__Supplied passage__:

= = = =

# 2023.09.29 - Data Science for Music: Webscraping Lyrics with Python (BeautifulSoup)
## Data Science Club at NCSU
### Rebecca Seifert

#### Best Practices for Successful Webscraping:
- Use an API when available.
- Check url/robots.txt file for crawl delays, disallowed pages, and other restrictions.
- Build in delays and limit requests to respect site owner.
- Take care with sensitive data (only scrape data you need and ought to be accessible to you, store appropriately, etc).
- Work iteratively. Get one page and save it. Write, test, and rewrite your script (data processing) until it works. Then, make one request for all the pages, save them, and use your script.

#### Links to Documentation / Tutorials
- Beautiful Soup 4: https://pypi.org/project/beautifulsoup4/
- CSV: https://realpython.com/python-csv/
- Pandas: https://pandas.pydata.org/docs/
- Requests: https://requests.readthedocs.io/en/latest/
- Working directory: https://note.nkmk.me/en/python-os-getcwd-chdir/

#### Sites Used
- www.last.fm
- www.azlyrics.com

These methods can be applied to other sites with appropriate tweaks. These particular sites were chosen for purposes related to project-specific goals/requirements, so you may very well find more direct sources of similar information.

### Set Up

In [11]:
### import needed packages
# from <library> import <package> (as <reference name>)
### ***must install libraries/packages before importing/using***

from bs4 import BeautifulSoup, NavigableString, Tag # for navigating HTML
import csv # for reading input/writing output
import os # for setting working directory
import pandas as pd # for wrangling data
import requests # for getting HTML

In [12]:
### set up working directory
# replace string with your own folder location

os.chdir("/home/jupyter-rjseifer@ncsu.edu/2023.09.29")
os.getcwd()

'/home/jupyter-rjseifer@ncsu.edu/2023.09.29'

### Generating Addresses

In [2]:
### generate URLs and file names
### *you can totally just use the URLs you want up front, I was originally building this with the end goal of automation for a daily report in mind
# url = "<link>"

= = = =

__Data segment__:
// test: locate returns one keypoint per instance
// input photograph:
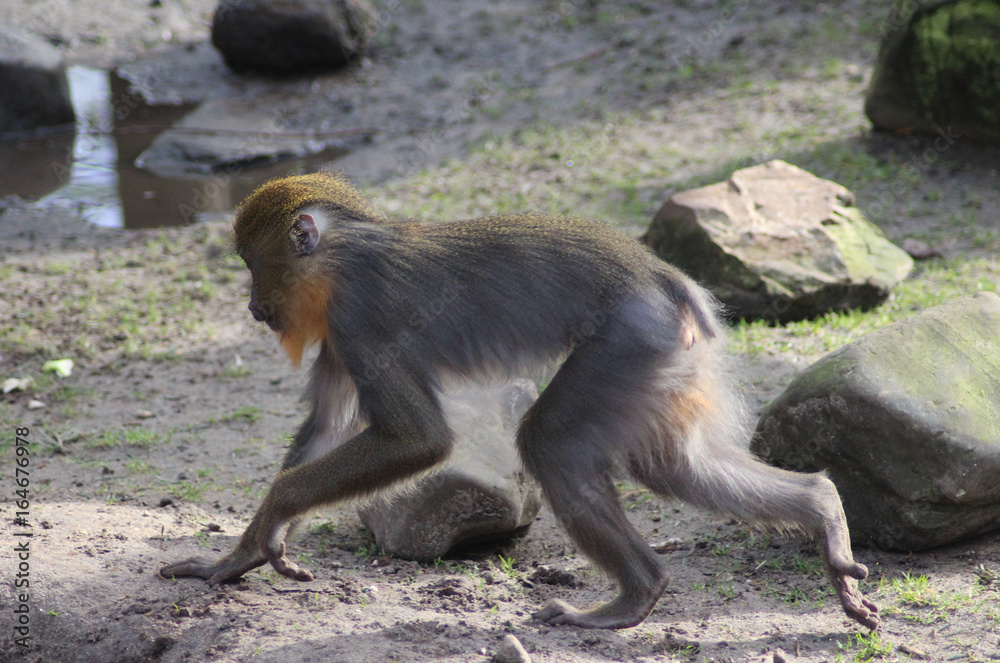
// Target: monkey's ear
(306, 231)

= = = =

__Jobs__:
- a) In the webscraping notes above, which file should be checked for crawl delays and disallowed pages?
- b) Reproduce the part of the webscraping notes that begins with the words "- Work iteratively." and ends with "use your script.", character for character.

__Task-by-task outputs__:
- a) The url/robots.txt file.

- b)
- Work iteratively. Get one page and save it. Write, test, and rewrite your script (data processing) until it works. Then, make one request for all the pages, save them, and use your script.